GIVEN EXERCISE: Please update the entries below by changing every "pixel coordinates" to "pixel positions" and leaving all other text as it is.

INPUT ROWS:

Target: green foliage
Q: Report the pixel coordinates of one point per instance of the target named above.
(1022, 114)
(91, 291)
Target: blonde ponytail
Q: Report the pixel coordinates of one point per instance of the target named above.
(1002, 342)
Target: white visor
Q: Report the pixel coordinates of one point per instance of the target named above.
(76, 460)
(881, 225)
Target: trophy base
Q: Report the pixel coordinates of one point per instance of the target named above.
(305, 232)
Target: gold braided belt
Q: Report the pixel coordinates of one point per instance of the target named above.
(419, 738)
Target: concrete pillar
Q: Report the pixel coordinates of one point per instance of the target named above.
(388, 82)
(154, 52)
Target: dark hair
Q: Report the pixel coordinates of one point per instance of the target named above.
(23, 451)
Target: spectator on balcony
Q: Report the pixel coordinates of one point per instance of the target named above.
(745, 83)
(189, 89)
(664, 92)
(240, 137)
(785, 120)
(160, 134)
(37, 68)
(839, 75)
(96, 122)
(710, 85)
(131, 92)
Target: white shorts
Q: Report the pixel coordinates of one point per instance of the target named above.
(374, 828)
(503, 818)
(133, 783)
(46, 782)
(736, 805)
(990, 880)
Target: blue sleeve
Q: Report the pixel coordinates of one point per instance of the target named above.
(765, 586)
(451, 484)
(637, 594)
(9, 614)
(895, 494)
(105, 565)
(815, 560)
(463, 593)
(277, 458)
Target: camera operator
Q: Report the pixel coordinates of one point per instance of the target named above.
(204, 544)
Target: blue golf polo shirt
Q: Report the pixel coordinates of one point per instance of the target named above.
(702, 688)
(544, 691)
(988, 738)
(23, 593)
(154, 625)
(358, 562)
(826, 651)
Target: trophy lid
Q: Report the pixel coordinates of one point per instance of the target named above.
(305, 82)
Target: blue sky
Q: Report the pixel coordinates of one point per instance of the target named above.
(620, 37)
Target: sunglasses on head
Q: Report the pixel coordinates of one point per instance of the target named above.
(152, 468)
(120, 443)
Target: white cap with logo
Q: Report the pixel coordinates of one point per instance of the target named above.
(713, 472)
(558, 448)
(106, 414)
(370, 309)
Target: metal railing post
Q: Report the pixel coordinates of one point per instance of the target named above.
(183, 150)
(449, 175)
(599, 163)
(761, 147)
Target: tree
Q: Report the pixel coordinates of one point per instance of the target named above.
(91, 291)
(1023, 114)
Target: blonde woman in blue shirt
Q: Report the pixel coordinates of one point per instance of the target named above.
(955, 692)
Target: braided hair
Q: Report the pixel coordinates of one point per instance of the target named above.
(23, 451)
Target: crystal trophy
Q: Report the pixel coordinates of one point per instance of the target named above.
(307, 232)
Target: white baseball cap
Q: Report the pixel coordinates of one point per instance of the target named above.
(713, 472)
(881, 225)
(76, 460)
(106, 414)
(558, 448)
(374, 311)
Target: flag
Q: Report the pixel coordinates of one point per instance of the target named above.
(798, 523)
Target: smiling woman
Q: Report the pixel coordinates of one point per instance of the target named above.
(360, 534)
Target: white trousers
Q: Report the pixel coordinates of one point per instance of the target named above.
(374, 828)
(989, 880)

RESULT OF THIS TASK:
Target: green foliage
Q: Report the pixel positions of one point per instance of the target named above.
(1022, 114)
(91, 291)
Target: blonde ponytail
Q: Report the pixel positions of one point per instance of the target named above.
(1002, 342)
Target: white visor
Q: Report the pixel positions of one point per instance of the target named above.
(76, 460)
(881, 225)
Target: trophy base
Q: Report the pixel positions of one point per instance of the target named above.
(305, 232)
Target: gold braided belt
Q: Report the pixel positions of one point per instance of the target named above.
(419, 738)
Target: concrete pillar
Q: Report the pixel positions of one point per instance of the target named above.
(388, 82)
(154, 52)
Target: dark hair
Q: Report the pixel positions of one point per instance of the target named above.
(23, 451)
Target: spectator on balcony
Q: Report the pixel positions of one point per instance of the target named above.
(745, 83)
(189, 89)
(664, 92)
(240, 137)
(785, 120)
(160, 134)
(37, 68)
(839, 75)
(96, 122)
(710, 85)
(131, 92)
Target: white shorts
Q: Report the pixel positions of one point per instance of the target named above.
(374, 828)
(503, 818)
(133, 783)
(46, 782)
(736, 805)
(990, 880)
Target: blue sleeve
Q: Report the pixel positions of one point per instance of the target named above.
(765, 586)
(451, 484)
(637, 594)
(9, 614)
(895, 494)
(105, 565)
(815, 560)
(463, 593)
(277, 458)
Target: camera operator
Q: Report the pixel positions of one point per instance of the target named above.
(204, 544)
Target: blue golf polo shirt
Q: Report the pixel positions of one point per instance of the target named above.
(702, 688)
(544, 691)
(988, 738)
(23, 593)
(154, 625)
(358, 562)
(826, 651)
Target: trophy lid
Q: Report the pixel positions of one point per instance of the target named above.
(305, 82)
Target: blue sky
Q: Report the pixel positions of one point per instance of the target named above.
(620, 37)
Target: sunglasses on head
Q: Report the pixel positions of one point per instance of the target named above.
(152, 468)
(120, 443)
Target: white cap with logo
Q: Report the pixel positions of one point per instance of the target named above.
(713, 472)
(558, 448)
(106, 414)
(370, 309)
Target: metal railing post
Q: Report the pixel positions of one point per instance of the target named above.
(183, 150)
(449, 175)
(599, 163)
(761, 147)
Target: tree
Q: Report the pixel positions of one point per instance of the target named above.
(91, 291)
(1023, 114)
Target: blonde woman in blue shirt
Q: Report the pixel positions of one point per instance of the target named above.
(955, 692)
Target: braided hair
Q: Report the pixel positions of one point per instance of the target named above.
(23, 451)
Target: crystal trophy
Q: Report the pixel positions of one point per instance of the target named above.
(307, 232)
Target: white baseball cap
Q: Report the pixel positions of one point per instance of the target named above.
(713, 472)
(881, 225)
(76, 460)
(106, 414)
(558, 448)
(374, 311)
Target: flag
Q: Report the pixel positions of one point per instance of the target named above.
(798, 523)
Target: smiling woman
Q: Report the pixel positions of one point per instance of the target named above.
(360, 534)
Target: white trousers
Q: Report the pixel positions of one point per instance of the target named above.
(374, 828)
(989, 880)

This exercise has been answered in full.